We, as Christians, also fast willingly due to the wisdom of the Church, because we want to hunger and thirst and desire after God and the shortcut to ardent desire and longing for God is to grow hungry. You see, Lent is not about getting God to change His mind about us; instead, it is about us changing our minds and lives in order to return to God.
Our bodies are closely tied to our salvation as well as our condemnation. Our life on earth is a time of preparation. We are preparing for the resurrection of the Lord Jesus and for our own resurrection from the dead, and this resurrection is in order to stand before the throne of God and be judged for our deeds done in the body.
No amount of prayer, fasting, and almsgiving will change anything about the Lord; but these tools are useful in helping us see the truth about our sinfulness, our fears, insecurities, resentments, and grudges, and in opening our lives to the mercy which Jesus Christ always extends to repentant sinners.
But we have to be careful here. Some of us hear words like “sinfulness” and “repentance” and immediately think of God as harsh, unforgiving, and out to punish us. We may be terrified of God and think that He wants us to be miserable. So we obsess about our failings and we judge ourselves, or perhaps others, as hopeless cases, and we end up taking the joy out of life.

## [Collection entries]
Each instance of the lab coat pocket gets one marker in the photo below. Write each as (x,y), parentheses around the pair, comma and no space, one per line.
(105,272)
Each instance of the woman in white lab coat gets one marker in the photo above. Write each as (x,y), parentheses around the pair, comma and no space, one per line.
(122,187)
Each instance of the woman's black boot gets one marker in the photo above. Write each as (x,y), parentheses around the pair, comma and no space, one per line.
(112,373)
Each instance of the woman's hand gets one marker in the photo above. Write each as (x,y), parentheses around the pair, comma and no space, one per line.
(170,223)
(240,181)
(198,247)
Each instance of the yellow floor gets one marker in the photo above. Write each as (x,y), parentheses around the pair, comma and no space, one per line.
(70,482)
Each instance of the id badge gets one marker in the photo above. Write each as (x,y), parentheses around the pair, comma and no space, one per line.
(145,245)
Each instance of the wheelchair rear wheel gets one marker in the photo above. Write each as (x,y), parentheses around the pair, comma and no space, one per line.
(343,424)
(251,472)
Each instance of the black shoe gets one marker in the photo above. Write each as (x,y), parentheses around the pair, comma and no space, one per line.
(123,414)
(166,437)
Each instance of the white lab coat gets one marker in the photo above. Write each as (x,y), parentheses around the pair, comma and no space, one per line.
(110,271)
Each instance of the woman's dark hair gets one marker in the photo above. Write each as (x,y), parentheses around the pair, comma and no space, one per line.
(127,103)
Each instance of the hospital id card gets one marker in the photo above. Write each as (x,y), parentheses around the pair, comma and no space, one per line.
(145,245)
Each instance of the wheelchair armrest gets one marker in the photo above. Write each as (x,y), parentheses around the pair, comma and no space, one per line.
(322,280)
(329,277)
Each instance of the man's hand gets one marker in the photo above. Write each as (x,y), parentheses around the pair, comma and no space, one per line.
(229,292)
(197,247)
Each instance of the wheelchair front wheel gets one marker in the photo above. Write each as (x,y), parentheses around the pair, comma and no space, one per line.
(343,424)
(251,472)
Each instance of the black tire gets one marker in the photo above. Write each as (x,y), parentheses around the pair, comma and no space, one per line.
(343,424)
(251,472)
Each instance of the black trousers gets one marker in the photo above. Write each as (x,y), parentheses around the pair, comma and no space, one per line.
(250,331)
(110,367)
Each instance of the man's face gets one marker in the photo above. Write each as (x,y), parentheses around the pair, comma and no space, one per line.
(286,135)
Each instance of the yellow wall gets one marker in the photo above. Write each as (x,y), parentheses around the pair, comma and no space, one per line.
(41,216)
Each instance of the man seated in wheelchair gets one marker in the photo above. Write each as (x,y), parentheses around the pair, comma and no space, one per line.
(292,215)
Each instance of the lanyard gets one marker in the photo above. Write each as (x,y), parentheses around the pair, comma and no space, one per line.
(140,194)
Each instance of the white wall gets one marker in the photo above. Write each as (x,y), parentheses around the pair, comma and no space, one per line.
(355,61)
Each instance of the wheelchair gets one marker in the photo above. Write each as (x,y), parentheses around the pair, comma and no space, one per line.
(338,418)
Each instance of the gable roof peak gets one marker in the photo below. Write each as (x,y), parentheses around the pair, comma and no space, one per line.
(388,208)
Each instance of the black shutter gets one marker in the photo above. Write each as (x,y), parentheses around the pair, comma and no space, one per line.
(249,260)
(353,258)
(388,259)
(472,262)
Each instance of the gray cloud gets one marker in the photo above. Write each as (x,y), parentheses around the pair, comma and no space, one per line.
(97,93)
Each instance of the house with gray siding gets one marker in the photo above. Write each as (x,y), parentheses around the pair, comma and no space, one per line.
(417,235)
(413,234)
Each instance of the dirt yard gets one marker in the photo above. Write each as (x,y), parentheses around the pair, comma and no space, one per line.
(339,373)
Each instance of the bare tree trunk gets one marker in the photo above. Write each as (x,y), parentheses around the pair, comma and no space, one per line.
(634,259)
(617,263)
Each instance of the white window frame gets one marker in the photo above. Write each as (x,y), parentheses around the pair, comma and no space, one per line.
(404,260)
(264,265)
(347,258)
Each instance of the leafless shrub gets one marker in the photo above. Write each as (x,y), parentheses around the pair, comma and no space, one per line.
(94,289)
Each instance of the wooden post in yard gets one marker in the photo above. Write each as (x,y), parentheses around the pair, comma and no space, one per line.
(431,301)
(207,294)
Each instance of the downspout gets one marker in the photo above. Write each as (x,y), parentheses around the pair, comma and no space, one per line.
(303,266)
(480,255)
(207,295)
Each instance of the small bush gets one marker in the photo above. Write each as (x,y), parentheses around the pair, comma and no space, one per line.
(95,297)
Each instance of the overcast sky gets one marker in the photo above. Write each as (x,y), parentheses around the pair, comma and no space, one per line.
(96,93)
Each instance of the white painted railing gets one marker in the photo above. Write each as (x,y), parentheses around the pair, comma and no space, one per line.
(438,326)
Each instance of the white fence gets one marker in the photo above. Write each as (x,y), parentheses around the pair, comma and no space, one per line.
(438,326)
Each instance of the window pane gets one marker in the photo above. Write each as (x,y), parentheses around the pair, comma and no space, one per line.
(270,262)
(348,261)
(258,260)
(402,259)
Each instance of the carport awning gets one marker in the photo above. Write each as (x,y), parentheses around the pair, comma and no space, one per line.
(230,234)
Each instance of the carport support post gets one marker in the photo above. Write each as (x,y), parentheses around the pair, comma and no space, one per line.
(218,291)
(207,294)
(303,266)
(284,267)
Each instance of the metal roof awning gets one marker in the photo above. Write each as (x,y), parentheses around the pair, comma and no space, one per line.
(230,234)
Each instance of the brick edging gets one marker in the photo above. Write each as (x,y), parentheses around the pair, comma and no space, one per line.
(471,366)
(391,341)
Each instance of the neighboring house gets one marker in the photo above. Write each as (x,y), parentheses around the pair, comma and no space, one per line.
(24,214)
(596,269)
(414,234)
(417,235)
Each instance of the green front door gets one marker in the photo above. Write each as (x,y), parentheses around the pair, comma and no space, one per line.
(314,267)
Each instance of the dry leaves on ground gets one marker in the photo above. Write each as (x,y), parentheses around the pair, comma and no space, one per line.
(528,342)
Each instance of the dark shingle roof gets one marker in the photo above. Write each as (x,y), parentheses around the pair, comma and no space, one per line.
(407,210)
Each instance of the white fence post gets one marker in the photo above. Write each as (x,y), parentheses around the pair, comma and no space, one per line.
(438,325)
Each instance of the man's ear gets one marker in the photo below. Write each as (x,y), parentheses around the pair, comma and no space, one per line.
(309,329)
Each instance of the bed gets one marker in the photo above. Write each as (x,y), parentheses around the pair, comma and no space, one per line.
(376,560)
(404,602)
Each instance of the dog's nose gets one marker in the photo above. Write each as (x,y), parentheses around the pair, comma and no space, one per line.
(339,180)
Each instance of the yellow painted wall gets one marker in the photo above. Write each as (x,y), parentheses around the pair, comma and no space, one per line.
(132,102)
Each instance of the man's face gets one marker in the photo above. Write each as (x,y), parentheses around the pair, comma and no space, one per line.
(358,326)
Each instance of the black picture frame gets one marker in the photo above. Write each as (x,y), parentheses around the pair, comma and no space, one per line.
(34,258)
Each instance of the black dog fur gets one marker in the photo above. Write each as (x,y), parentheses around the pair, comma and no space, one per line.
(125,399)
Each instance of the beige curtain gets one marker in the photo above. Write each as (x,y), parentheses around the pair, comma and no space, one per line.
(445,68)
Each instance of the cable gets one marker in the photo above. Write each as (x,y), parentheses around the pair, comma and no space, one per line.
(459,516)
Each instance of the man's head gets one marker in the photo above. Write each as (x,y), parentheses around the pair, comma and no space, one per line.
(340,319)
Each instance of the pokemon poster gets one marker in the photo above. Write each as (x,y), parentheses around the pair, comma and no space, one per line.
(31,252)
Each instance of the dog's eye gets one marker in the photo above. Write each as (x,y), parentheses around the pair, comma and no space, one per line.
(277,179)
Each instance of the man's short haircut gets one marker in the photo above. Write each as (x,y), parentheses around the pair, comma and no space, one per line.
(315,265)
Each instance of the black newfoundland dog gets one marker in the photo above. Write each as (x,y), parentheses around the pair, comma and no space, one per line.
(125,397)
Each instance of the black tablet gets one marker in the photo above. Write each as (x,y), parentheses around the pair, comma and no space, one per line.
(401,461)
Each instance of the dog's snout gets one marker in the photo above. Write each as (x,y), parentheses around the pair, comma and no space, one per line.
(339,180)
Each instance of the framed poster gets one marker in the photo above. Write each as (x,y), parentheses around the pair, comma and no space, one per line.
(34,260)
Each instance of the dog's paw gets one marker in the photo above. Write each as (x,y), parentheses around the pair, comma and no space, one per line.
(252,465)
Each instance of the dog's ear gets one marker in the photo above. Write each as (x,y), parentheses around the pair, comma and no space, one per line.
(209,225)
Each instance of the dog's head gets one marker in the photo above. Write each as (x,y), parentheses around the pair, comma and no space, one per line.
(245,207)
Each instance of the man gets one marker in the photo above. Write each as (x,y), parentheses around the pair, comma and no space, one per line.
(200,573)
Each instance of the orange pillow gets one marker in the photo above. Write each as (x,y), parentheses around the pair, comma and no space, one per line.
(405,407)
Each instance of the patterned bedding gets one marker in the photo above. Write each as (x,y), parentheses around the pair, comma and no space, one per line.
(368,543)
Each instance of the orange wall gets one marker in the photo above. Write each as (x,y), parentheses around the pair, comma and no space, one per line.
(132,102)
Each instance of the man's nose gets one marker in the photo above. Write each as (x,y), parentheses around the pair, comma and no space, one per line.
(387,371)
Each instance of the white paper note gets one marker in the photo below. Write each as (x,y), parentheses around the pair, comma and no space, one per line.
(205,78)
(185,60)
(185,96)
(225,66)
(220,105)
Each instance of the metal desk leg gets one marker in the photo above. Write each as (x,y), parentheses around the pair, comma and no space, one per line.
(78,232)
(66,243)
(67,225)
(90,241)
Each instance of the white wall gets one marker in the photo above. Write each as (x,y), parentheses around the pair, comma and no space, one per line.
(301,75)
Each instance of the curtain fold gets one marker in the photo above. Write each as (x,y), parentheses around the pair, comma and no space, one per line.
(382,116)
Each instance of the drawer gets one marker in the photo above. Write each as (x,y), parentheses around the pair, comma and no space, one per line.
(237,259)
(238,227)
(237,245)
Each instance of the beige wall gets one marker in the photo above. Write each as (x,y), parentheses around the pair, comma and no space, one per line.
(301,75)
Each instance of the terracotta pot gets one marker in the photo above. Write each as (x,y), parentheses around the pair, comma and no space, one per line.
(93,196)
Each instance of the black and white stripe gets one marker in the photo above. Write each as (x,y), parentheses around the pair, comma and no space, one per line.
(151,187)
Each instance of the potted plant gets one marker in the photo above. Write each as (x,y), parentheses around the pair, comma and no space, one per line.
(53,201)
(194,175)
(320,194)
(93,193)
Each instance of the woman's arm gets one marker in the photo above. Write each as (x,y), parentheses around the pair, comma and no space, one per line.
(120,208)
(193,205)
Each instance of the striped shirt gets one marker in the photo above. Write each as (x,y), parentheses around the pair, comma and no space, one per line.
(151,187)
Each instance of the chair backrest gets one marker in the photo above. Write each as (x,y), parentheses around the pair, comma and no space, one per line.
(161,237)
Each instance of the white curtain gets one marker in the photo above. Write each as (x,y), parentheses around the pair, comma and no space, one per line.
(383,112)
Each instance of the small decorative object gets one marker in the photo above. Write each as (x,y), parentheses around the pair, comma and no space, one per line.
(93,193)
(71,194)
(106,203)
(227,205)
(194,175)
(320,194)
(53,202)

## [Exercise aim]
Please copy the passage on Lent starting at "Our bodies are" and ending at "in the body.", substituting "rising" for "resurrection". Rely only on the passage on Lent.

## [Expected answer]
Our bodies are closely tied to our salvation as well as our condemnation. Our life on earth is a time of preparation. We are preparing for the rising of the Lord Jesus and for our own rising from the dead, and this rising is in order to stand before the throne of God and be judged for our deeds done in the body.